## SUPPLIED TEXT:
The Vermillion Institute in Hayesville, Ohio was a co-educational school that during the mid to late nineteenth century was a preeminent center of higher education that trained people who became prominent in various professions. At one time it was a rival to "Oberlin, Kenyon or Denison".

At one time this academy/college had an enrollment of about 600 students who came from 13 states. Founded 1843 as one of the first institutions of higher in north central Ohio, it was chartered by Ohio Legislature March 4, 1845. Originally Baptist, by 1849 it became Presbyterian-affiliated. Its cornerstone was laid July 4, 1845. Future U. S. President Rutherford B. Hayes was said to have attended the dedication, music for which was provided by the Jeromesville, Ohio band. It was built by Edwin Hubbard and its design is credited to Ashland native Ozias S. Kinney (1811–69), who later was an architect in Chicago.

Longtime leader at the Vermillion Institute was Professor Saunders Diefendorf, a Yale-educated Presbyterian minister, who was the principal in 1851. Enrollment declined as students and faculty left to fight in the American Civil War and the institute went into a long slow decline. Diefendorf left Hayesville in 1866 after the Vermillion Institute was not accepted as the site for the new Presbyterian college, which instead went to Wooster.

After its rejection as the site of a new Church of God college, located later at Findlay, Ohio, the institute property was sold back to Hayesville and operated as a private academy. Diefendorf returned to head this reorganized school, which was a preparatory academy to the College of Wooster. It later became the Hayesville High School.

The 1929 opening of new combined elementary and high school at the opposite end of the village meant the end of public use of the Vermillion Institute. It was partially used for social organizations but was largely abandoned. A tall stone fountain with memorial plaques once stood in front of the building, until its removal in the 1950s to nearby Kendig Park.

## Point-labeling examples:
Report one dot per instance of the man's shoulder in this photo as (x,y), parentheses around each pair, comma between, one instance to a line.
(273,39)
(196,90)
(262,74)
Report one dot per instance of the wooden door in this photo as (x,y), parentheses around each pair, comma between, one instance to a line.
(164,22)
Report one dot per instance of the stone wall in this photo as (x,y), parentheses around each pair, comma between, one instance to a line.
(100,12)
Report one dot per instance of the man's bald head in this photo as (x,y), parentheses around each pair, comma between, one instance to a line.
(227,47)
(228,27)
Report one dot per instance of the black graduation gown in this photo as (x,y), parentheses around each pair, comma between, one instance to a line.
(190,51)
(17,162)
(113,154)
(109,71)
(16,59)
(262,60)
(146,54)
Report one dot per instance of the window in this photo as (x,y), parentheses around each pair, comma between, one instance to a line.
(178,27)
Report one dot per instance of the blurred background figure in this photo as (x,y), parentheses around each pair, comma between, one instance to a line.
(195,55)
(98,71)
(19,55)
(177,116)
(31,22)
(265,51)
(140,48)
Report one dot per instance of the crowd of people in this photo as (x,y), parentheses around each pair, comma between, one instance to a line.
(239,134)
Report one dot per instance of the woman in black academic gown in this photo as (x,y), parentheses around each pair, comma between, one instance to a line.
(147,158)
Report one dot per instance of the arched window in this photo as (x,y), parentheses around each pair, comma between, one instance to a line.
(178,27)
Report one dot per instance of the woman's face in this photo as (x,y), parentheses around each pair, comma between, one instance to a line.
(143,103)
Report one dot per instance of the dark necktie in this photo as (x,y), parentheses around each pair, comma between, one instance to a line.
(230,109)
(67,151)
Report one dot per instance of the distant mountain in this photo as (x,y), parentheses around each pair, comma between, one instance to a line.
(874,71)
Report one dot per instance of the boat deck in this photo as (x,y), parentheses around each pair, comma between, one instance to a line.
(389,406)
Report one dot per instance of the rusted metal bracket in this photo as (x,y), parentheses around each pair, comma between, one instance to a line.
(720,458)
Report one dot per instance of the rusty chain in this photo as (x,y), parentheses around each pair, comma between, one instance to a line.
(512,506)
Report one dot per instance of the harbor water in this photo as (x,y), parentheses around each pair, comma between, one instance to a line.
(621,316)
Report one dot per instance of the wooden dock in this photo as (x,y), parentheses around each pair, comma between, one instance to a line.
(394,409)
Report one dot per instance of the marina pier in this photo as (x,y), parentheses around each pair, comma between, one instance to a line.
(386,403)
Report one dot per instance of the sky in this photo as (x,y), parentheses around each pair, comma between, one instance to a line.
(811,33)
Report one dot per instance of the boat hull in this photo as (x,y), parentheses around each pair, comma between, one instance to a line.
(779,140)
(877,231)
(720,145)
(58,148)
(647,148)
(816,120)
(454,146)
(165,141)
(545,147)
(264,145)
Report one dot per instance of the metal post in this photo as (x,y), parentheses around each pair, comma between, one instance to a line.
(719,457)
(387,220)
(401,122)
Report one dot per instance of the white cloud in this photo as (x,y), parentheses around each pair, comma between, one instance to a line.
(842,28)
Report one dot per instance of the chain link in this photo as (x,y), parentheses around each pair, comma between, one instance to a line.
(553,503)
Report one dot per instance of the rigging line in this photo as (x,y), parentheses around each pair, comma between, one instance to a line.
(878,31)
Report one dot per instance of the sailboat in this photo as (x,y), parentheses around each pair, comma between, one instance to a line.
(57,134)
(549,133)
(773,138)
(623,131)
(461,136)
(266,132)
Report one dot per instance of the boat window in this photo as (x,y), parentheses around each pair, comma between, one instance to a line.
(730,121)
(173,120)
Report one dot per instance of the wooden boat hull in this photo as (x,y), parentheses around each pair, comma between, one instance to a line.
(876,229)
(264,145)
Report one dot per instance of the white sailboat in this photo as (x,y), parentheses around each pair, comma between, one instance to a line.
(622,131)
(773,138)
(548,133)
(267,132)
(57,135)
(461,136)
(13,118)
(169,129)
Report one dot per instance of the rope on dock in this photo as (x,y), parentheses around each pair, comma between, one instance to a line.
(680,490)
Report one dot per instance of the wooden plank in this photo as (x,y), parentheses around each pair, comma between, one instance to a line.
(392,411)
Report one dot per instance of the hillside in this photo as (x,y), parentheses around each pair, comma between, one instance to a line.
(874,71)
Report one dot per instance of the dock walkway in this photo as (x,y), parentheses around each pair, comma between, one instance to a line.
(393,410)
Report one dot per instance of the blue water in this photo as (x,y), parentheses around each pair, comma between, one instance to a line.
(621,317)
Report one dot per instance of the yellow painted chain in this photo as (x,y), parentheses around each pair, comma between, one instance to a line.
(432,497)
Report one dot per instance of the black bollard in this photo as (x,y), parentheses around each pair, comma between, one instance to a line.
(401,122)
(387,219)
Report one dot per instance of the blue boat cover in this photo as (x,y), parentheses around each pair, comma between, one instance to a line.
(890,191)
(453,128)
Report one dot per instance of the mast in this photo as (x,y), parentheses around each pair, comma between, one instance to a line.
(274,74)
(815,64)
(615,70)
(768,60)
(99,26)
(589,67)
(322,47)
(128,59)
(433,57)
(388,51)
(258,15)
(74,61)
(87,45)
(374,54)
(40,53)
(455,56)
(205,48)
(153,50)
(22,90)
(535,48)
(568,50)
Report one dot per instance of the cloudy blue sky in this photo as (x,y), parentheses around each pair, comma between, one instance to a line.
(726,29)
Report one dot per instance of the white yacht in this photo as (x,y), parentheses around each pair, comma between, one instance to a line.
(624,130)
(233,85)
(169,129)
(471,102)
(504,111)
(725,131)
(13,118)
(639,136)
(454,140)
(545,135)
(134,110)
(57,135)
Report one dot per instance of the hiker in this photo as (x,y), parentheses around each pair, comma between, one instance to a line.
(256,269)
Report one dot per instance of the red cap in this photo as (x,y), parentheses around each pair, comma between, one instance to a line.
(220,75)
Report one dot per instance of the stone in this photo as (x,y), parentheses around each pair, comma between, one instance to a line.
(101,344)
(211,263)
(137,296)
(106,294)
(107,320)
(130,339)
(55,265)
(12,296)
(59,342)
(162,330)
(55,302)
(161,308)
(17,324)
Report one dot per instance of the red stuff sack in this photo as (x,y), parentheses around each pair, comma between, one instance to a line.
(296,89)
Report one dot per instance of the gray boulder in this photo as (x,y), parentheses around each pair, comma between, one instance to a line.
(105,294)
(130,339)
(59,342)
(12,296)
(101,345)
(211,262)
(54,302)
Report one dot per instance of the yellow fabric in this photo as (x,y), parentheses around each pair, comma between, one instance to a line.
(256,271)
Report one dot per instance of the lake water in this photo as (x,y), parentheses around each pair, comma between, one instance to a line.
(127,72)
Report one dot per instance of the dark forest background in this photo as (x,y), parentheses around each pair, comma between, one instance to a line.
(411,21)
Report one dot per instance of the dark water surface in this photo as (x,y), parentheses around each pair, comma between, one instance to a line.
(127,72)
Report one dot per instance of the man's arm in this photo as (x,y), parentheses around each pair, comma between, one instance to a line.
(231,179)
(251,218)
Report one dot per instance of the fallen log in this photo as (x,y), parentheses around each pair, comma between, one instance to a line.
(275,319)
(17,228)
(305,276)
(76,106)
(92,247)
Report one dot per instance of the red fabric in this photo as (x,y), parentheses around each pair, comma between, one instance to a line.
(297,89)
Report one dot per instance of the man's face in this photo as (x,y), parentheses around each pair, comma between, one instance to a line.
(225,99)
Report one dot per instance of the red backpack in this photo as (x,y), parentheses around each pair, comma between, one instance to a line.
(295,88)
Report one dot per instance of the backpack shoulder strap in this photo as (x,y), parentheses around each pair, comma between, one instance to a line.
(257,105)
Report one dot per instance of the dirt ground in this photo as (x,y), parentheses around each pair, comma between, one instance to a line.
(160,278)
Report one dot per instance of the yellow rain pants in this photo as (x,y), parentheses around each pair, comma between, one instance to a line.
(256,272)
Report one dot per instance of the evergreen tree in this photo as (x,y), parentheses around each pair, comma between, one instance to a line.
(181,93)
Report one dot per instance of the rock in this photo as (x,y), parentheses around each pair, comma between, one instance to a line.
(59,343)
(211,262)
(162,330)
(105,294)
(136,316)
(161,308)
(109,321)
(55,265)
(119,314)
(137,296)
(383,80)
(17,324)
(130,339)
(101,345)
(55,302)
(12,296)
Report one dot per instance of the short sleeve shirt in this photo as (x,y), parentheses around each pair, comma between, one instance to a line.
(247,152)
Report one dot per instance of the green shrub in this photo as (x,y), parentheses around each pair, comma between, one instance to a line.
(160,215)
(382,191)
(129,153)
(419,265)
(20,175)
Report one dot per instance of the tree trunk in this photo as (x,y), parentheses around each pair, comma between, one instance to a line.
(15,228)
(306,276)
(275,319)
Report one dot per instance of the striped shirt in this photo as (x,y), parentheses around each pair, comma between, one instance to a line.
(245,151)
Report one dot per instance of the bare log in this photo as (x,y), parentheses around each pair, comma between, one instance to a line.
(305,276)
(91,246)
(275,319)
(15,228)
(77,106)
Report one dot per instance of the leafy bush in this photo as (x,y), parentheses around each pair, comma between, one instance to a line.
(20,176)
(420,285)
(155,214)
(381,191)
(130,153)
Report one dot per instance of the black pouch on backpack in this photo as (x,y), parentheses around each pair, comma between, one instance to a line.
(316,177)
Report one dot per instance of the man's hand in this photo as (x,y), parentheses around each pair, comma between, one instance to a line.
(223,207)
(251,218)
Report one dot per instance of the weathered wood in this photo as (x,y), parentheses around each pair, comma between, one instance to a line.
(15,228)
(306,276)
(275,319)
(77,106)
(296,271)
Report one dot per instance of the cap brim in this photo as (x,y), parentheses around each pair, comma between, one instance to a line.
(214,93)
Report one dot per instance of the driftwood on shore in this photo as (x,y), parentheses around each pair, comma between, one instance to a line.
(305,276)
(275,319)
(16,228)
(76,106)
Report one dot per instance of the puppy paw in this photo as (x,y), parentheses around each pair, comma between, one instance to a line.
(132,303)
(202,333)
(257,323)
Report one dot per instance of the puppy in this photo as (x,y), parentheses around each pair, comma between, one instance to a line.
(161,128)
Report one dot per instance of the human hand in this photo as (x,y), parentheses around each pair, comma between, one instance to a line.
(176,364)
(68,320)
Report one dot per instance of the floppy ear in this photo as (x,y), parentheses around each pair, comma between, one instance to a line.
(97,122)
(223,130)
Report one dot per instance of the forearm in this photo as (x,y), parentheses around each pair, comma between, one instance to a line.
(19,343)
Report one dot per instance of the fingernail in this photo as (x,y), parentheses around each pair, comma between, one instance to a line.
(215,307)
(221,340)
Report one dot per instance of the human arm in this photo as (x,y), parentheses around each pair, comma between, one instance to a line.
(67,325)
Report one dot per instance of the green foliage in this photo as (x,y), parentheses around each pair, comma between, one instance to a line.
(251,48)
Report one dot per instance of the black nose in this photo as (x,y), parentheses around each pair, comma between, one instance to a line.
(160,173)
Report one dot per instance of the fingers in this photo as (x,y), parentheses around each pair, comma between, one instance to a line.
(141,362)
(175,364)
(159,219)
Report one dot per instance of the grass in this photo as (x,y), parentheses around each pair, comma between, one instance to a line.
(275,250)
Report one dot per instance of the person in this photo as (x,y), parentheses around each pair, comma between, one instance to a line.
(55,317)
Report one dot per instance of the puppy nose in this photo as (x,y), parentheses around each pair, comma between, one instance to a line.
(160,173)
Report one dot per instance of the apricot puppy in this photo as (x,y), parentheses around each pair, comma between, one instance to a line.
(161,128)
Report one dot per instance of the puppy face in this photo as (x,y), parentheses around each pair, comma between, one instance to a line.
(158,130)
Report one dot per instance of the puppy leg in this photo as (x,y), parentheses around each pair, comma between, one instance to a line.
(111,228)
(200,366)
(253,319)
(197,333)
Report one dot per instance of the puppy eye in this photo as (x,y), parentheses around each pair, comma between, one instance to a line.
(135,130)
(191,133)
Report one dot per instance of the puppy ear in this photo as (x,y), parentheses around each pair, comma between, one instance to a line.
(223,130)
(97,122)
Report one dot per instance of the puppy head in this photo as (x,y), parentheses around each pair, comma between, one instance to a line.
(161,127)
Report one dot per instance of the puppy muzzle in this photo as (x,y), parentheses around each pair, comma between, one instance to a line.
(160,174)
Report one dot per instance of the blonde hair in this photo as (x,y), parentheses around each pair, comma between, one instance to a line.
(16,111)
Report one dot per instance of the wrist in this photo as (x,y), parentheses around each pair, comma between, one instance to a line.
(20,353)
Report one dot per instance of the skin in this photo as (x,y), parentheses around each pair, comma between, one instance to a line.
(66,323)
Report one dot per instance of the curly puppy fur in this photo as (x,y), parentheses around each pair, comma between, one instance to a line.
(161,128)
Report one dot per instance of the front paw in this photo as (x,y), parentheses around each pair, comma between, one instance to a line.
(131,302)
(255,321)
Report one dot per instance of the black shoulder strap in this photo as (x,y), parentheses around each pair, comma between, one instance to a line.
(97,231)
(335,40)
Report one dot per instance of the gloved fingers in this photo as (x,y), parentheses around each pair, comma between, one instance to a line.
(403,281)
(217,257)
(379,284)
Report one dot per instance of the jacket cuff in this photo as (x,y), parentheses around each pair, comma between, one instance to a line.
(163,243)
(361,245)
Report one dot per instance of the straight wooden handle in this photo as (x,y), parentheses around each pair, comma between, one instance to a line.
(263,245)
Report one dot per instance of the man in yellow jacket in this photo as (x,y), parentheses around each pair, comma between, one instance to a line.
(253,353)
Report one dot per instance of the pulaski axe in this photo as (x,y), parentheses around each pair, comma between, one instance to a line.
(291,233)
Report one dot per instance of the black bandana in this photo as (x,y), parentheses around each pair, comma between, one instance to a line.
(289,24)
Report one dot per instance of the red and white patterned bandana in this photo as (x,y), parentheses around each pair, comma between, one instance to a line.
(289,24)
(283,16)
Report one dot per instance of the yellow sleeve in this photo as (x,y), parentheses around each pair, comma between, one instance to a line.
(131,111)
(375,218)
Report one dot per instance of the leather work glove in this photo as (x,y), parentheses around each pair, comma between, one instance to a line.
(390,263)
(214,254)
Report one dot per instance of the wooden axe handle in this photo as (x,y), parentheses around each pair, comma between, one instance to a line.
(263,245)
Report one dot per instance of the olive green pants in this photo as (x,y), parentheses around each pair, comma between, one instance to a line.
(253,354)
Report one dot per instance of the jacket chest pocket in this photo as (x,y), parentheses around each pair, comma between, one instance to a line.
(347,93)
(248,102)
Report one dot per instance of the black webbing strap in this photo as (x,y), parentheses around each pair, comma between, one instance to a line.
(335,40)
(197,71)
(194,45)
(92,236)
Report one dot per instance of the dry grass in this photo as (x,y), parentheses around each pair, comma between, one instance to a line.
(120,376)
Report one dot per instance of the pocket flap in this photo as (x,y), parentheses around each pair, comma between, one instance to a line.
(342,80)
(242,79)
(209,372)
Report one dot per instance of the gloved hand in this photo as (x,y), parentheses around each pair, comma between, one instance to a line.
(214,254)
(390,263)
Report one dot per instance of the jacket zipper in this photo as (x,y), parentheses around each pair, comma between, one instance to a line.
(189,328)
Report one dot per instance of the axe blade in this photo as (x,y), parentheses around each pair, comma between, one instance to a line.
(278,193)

## INSTRUCTION 1:
Can you reproduce, word for word, the account of the Vermillion Institute, everything from "Longtime leader at" down to "went to Wooster."?
## INSTRUCTION 2:
Which lines of the records contain the word "gloved" with matching case? List each of those lines in full.

## CORRECT RESPONSE 1:
Longtime leader at the Vermillion Institute was Professor Saunders Diefendorf, a Yale-educated Presbyterian minister, who was the principal in 1851. Enrollment declined as students and faculty left to fight in the American Civil War and the institute went into a long slow decline. Diefendorf left Hayesville in 1866 after the Vermillion Institute was not accepted as the site for the new Presbyterian college, which instead went to Wooster.

## CORRECT RESPONSE 2:
Report one dot per instance of the gloved fingers in this photo as (x,y), parentheses around each pair, comma between, one instance to a line.
Report one dot per instance of the gloved hand in this photo as (x,y), parentheses around each pair, comma between, one instance to a line.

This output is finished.